TASK INPUTS:
☆ ☆ ☆ ☆ ☆
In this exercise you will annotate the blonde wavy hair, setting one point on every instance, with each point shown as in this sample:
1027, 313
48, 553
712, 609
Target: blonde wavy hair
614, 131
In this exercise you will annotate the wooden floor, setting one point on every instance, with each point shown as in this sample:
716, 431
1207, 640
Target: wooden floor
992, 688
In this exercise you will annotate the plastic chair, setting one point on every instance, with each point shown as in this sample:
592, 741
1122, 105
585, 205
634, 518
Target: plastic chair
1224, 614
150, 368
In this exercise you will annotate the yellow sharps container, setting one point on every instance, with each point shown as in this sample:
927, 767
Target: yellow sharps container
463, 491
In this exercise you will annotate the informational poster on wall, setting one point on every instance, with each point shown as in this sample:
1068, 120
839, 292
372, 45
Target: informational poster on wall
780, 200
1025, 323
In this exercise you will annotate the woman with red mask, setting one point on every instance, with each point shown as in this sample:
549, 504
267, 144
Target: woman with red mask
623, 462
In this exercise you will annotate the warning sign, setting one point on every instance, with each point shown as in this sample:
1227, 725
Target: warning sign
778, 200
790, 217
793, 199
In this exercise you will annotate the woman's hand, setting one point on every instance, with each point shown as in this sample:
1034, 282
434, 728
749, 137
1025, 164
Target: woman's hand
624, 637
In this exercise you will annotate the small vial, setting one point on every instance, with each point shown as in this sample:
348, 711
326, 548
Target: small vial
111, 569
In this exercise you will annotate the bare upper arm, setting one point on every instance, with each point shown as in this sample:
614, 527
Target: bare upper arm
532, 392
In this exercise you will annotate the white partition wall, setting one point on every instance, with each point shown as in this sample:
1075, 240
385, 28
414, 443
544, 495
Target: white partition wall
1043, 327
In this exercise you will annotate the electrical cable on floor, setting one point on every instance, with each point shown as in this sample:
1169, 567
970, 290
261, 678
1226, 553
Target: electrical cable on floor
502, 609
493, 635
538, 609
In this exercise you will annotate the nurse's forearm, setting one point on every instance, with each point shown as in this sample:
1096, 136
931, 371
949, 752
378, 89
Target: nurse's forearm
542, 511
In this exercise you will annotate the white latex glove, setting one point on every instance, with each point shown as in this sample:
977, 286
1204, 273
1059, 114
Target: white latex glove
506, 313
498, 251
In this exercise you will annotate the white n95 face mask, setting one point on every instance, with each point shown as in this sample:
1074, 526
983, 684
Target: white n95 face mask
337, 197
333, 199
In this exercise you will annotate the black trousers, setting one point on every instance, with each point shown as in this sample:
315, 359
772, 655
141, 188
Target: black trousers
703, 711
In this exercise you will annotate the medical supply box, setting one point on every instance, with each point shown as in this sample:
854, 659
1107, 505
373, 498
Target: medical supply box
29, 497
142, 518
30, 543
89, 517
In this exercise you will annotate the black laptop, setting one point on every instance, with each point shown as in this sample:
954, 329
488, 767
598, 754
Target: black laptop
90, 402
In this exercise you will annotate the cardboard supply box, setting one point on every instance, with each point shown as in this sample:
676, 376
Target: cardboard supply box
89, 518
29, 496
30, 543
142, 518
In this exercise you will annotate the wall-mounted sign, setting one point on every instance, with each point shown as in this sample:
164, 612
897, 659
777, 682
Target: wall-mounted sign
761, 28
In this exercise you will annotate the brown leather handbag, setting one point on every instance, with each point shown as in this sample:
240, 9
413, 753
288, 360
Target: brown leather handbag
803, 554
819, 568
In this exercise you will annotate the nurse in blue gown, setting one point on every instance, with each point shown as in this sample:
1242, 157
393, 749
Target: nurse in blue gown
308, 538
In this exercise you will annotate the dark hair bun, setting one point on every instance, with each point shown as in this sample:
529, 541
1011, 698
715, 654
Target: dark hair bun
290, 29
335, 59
☆ ☆ ☆ ☆ ☆
PROBLEM TO SOLVE: Please return the whole listing, line for line, exactly.

RESPONSE:
In this exercise you will annotate the blonde wavy hair, setting one point on every instance, with each point shown as in this sample:
1027, 313
48, 553
712, 609
Target: blonde wavy hair
614, 131
In this exercise you will annotate the wooden floor, setting one point on every instance, with each point shown as in this sample:
716, 431
1207, 640
Target: wooden floor
992, 688
In this exercise you will annotate the plastic chair, setting one point on every instance, with each point shown as in this sample:
592, 741
1122, 105
585, 205
634, 518
Target: plastic chair
1224, 614
150, 368
In this exercise you will annotate the yellow sharps container, setting one point on every instance, with each point shown as in this sample:
927, 767
Target: yellow sharps container
463, 491
In this exercise you will annotate the informational poster on wall, setting one point on every instance, with each point shown as in this sample:
1068, 120
839, 292
372, 45
Target: informational poster on wall
780, 200
1025, 323
In this exercise you will annotate the woman with red mask, setting one point on every instance, with each point shown as in this sample:
549, 504
267, 144
Target: woman with red mask
623, 462
In this exercise you will annotate the warning sign, setting one point on every instance, with each point shown as in this sample:
1227, 725
Target: warning sign
778, 200
790, 217
793, 199
In this exercise you will annotate the woman's hand, setting one point on every instance, with each point shown as in this sample:
1034, 282
434, 728
749, 137
1025, 164
Target: woman's hand
624, 637
In this exercise you will annotate the small vial, setting one point on every instance, with each point shown as in this sample:
348, 711
326, 548
Target: small vial
111, 569
In this exercise you will annotate the bare upper arm, setting one point on every instance, with each point shown as in this sample:
614, 527
Target: bare upper arm
532, 392
In this exercise you will annotate the white partition wall, setting one point on every instance, with each point shown as in this sample:
1075, 240
385, 28
414, 443
544, 495
Target: white partition wall
1043, 327
In this exercise you will annotate the electrical cable on floor, setting one point on every instance, with each point shown as in this sample:
1169, 567
970, 290
261, 678
1226, 553
Target: electrical cable on floor
502, 609
493, 635
538, 609
In this exercise you will annotate the nurse's forearm, setting one point on every instance, with each point shown as in this sample:
1096, 136
931, 371
949, 752
378, 89
Target: nurse's forearm
542, 511
In this exercise you will annotate the white latex glove, setting one point on every instance, with each point shown as in this sample:
977, 286
1204, 273
1059, 114
Target: white latex glove
506, 313
498, 251
In this exercise you will annotate the white n95 face mask, setting one point on every instance, with each point shown as in this sample:
1074, 526
983, 684
Target: white n95 face mask
337, 197
333, 199
In this exercise you will annotate the black trousers, setting one point on every instance, with each point shown as in this sample:
315, 359
772, 655
141, 188
Target: black trousers
703, 711
In this exercise you will annotate the medical supply box, setting one point on every instance, with each point shown as in this sample:
854, 659
1107, 505
373, 498
Target: medical supply box
29, 497
142, 518
30, 543
89, 517
In this exercise you will annotate the black laptop, setting one point on every instance, with each point shown as in this sample:
954, 329
488, 767
598, 754
Target: black laptop
90, 402
In this exercise you will annotate the cardboard supply box, setting one point on every instance, with each point shown as in this sample:
676, 376
Target: cardboard supply box
89, 518
29, 496
30, 543
142, 518
In this exercise you will annotate the wall-mounted sign, setting one point on every instance, with each point shown as in this sample:
164, 612
897, 659
777, 682
Target: wall-mounted sign
761, 28
In this exercise you will annotate the brown leather handbag, setting one point on every instance, with each point shown as in this sample:
240, 9
413, 753
288, 360
Target: brown leather handbag
803, 554
819, 568
In this exercise you will annotate the nurse in blue gown, setting one point on every instance, with each point shown as in this sample:
1242, 157
393, 749
Target: nurse in blue gown
308, 538
In this exercise you will annotate the dark hair bun, setting one point on every instance, with each point shown as in this sample:
529, 541
1011, 698
715, 654
Target: dark hair bun
290, 29
335, 59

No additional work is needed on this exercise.